## EXERCISE REQUIREMENTS
Scan the records below for the line with "# mark the shelf" and the line with "column 25, row 355". Repeat those two lines and every line between them exactly, and nothing else.

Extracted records

= Beginning of Section =

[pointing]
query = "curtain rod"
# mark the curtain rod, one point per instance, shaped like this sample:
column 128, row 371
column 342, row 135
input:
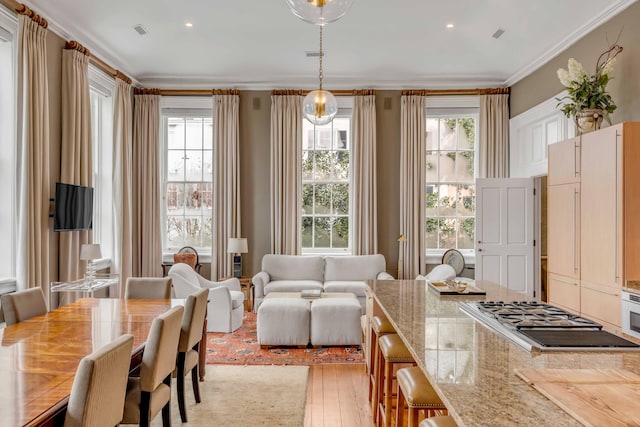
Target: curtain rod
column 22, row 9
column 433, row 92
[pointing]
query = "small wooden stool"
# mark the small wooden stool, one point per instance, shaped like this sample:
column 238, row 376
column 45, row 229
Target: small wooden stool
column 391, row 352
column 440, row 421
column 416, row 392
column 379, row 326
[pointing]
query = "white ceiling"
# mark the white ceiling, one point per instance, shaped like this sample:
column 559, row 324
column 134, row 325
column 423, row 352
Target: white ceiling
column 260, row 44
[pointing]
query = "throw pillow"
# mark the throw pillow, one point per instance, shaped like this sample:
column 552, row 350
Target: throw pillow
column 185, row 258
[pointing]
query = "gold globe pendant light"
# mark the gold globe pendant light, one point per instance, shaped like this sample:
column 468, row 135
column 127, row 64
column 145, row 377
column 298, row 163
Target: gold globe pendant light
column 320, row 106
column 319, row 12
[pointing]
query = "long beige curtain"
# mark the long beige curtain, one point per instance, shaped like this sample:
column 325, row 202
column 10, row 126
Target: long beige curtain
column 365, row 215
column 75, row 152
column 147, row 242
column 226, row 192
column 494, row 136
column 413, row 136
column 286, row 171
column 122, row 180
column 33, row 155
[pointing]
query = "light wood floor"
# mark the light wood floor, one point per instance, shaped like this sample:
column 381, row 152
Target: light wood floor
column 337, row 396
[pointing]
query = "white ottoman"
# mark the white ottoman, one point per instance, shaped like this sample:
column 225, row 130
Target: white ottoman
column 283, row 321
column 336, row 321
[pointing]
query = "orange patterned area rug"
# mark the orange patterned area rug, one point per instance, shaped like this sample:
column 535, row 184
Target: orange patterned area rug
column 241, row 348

= End of Section =
= Beginning of Section =

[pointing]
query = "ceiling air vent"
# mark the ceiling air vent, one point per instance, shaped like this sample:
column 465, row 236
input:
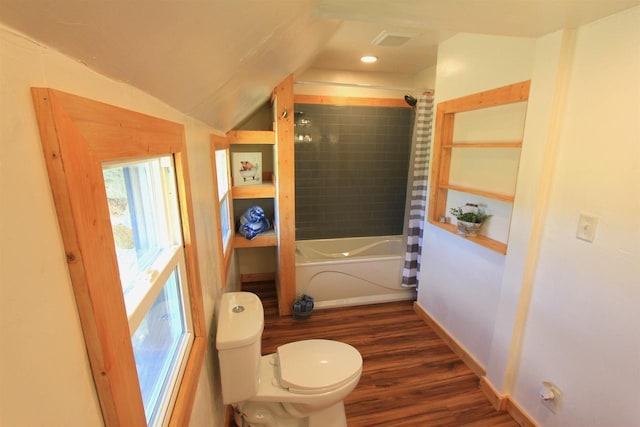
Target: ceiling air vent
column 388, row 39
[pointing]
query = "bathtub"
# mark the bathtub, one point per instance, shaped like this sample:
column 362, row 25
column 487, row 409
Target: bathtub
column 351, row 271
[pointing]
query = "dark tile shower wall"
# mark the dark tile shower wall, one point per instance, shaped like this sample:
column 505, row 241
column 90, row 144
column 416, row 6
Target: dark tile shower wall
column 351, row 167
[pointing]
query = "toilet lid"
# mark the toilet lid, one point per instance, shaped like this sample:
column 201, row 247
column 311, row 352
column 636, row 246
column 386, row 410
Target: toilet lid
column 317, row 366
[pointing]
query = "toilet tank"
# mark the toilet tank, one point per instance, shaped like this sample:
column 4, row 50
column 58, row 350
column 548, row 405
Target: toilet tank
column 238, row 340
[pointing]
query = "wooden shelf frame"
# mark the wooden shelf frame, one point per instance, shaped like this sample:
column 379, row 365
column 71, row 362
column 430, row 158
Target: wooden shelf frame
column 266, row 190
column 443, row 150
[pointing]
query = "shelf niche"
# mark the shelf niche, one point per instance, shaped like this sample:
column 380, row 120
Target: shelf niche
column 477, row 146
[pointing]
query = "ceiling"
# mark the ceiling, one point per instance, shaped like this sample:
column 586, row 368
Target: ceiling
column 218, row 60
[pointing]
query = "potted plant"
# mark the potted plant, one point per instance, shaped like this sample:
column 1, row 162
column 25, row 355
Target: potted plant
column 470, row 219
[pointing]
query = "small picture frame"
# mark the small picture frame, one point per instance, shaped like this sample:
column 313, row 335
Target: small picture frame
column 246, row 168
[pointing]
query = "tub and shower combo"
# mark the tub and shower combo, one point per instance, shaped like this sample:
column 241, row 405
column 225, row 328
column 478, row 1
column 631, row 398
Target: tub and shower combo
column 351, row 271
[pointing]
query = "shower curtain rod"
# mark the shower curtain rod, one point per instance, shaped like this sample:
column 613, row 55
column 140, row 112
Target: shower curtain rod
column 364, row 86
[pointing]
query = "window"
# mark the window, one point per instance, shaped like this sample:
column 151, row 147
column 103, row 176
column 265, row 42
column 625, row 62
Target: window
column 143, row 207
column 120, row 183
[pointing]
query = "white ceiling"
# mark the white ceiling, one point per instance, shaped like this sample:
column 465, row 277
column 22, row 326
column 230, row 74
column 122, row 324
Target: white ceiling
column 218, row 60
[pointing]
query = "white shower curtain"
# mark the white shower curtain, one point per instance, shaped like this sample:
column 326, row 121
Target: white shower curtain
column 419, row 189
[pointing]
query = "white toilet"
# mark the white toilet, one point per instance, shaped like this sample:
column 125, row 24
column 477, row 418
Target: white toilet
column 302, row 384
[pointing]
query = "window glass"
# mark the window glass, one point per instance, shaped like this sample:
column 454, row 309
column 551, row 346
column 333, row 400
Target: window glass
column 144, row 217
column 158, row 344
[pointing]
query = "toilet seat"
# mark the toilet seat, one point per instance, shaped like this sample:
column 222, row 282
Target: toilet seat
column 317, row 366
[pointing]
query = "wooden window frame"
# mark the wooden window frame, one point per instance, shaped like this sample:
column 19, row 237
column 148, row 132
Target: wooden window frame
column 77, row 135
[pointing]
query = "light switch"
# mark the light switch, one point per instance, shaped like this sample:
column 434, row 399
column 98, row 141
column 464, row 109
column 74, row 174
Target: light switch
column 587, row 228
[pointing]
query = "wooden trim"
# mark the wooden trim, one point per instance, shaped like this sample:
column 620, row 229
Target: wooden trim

= End of Section =
= Beginning of Section =

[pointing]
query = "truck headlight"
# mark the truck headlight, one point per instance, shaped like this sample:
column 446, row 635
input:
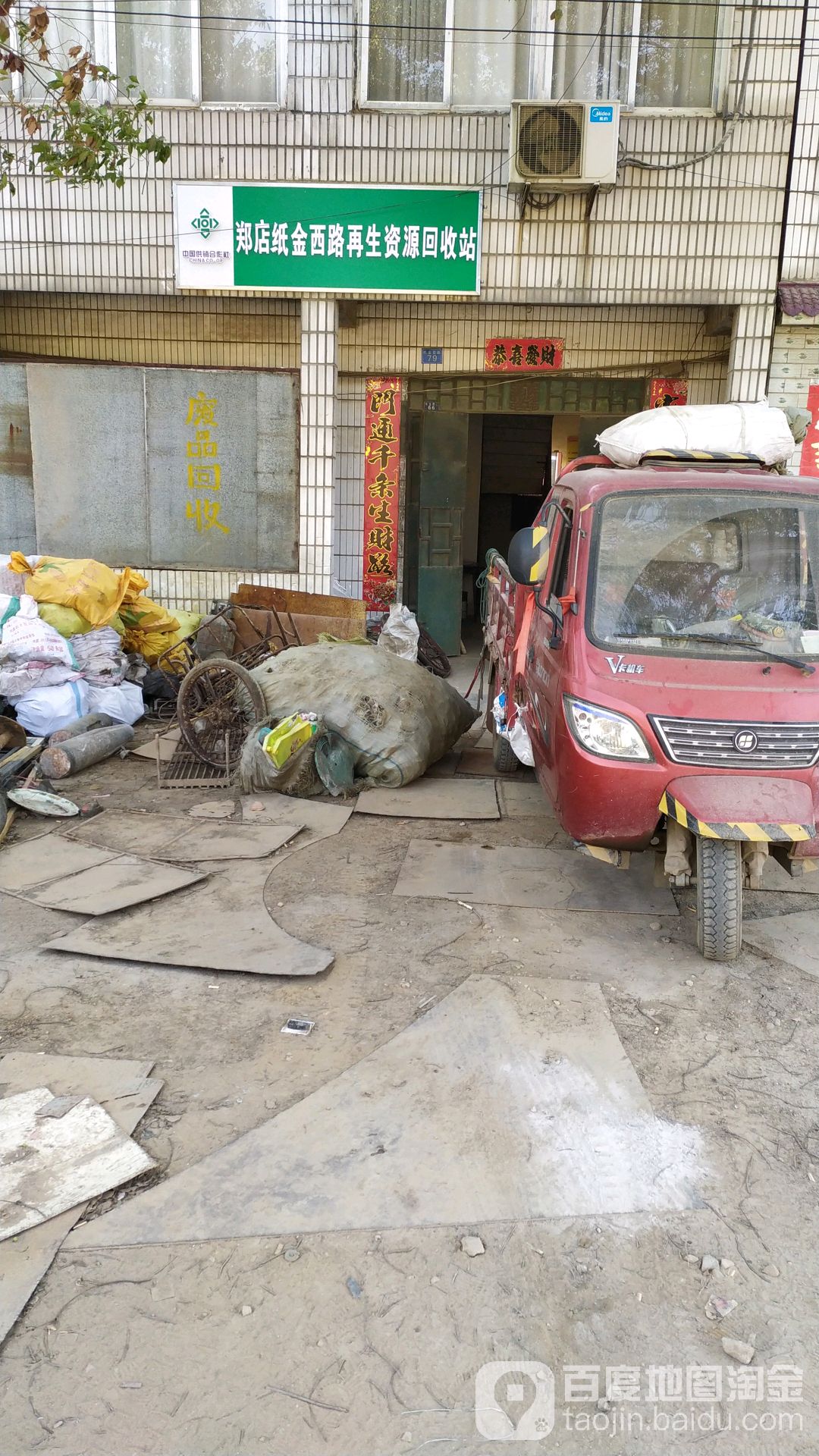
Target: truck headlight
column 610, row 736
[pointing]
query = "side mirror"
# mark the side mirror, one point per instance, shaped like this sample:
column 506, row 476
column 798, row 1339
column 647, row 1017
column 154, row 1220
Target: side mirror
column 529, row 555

= End of Section =

## SOLVED PROBLEM
# mark the shelf niche, one point per instance, shaped like this sample:
column 380, row 120
Target: shelf niche
column 477, row 146
[pointing]
query = "ceiling"
# mark the ceiling, one point per instance, shaped like this sample:
column 586, row 368
Target: ceiling
column 218, row 60
[pointing]
query = "potted plant"
# mark the potted plant, one point per instance, shaped like this sample:
column 1, row 162
column 25, row 355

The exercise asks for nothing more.